Manali, situated in Himachal Pradesh, India is one of the most popular destinations among tourists. Located in the Kullu district, it also connects the citizens to Ladakh and acts as a gateway to Lahaul and Spiti. December, January and February are the coldest months in the region, with sights of heavy snowfall. The nearest airport is Bhuntar Airport, about 50km south of the town. The following airport is also known as Kullu-Manali Airport. No railway station is close enough to the village making the best way to reach Manali via road, for the journey provides one with beautiful sights and a calm atmosphere.
The legend says Manali is called after the sage Manu, the one responsible for the conception of the Human race when the world dried after being submerged. The Hidimba temple in Manali is said to be associated with the Pandavas. The tale narrates that Bhimsen killed a cruel demon Hidimba and married his sister. Another Mahabharata association is at Vyas Kund, along the Rohtang pass in Manali, where Rishi Vyasa is believed to have performed tapa. Manali is also said to be home to the Saptarishis (seven celestial sages). This place holds a spiritual vibe to itself but at the same time offers you adventure and much more.

- **STATED TASK A**:
Copy the passage on Manali word for word, in full.

- **INFORMATION SUPPLIED**:
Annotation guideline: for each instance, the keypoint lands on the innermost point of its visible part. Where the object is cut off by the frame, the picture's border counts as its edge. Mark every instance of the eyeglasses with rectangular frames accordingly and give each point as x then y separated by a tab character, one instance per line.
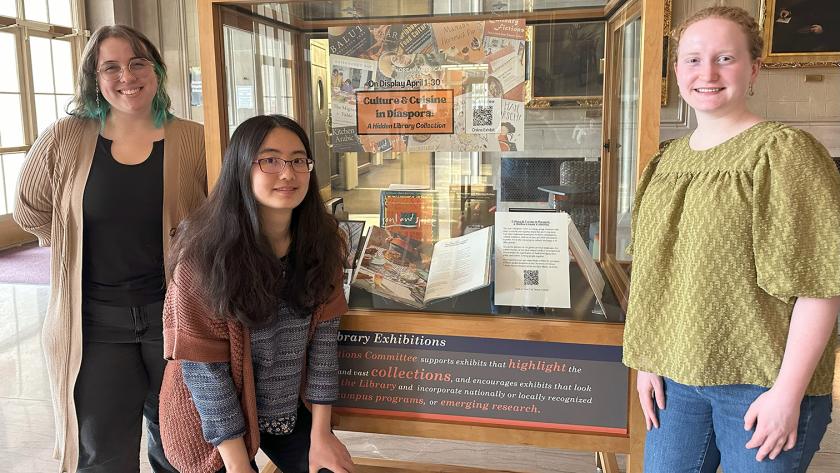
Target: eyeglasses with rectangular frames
276	165
139	67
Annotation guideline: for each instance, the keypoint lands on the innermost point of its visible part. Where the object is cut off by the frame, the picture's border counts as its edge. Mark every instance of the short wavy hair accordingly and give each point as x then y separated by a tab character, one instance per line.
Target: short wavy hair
85	104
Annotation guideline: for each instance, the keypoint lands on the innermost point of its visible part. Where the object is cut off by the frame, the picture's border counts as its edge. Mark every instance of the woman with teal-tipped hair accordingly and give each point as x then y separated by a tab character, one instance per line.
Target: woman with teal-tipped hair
105	188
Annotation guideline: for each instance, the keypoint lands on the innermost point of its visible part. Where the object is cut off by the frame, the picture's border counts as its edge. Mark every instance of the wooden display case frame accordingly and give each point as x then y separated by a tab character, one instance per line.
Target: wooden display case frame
210	14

- **STATED TASK B**:
Rewrite the rows starting at the line that contains "of the woman" and continuing through the last row, keeping every request line as it is. Multiply each point coordinate in the answers by 0.55 and round to the nearest whole number, rounding halves up.

- **WRITTEN ANSWER A**:
Manali, situated in Himachal Pradesh, India is one of the most popular destinations among tourists. Located in the Kullu district, it also connects the citizens to Ladakh and acts as a gateway to Lahaul and Spiti. December, January and February are the coldest months in the region, with sights of heavy snowfall. The nearest airport is Bhuntar Airport, about 50km south of the town. The following airport is also known as Kullu-Manali Airport. No railway station is close enough to the village making the best way to reach Manali via road, for the journey provides one with beautiful sights and a calm atmosphere.
The legend says Manali is called after the sage Manu, the one responsible for the conception of the Human race when the world dried after being submerged. The Hidimba temple in Manali is said to be associated with the Pandavas. The tale narrates that Bhimsen killed a cruel demon Hidimba and married his sister. Another Mahabharata association is at Vyas Kund, along the Rohtang pass in Manali, where Rishi Vyasa is believed to have performed tapa. Manali is also said to be home to the Saptarishis (seven celestial sages). This place holds a spiritual vibe to itself but at the same time offers you adventure and much more.

- **WRITTEN ANSWER B**:
Annotation guideline: for each instance, the keypoint lands on the innermost point of its visible part. Where the object is cut off by the frame, the picture's border counts as its edge. Mark every instance of the woman with teal-tipped hair accordingly and give each point as x then y separated by a tab character, one instance per line.
Target: woman with teal-tipped hair
58	103
Annotation guideline: for each instance, the keypoint lands on the innermost point of its visible part. Where the object is cut off by the frame, the picture's border counts as its edge. Mark every instance of the wooden display case frame accordingly and give each point as x then y separated by a tab character, one instance per line.
Target: wooden display case frame
116	8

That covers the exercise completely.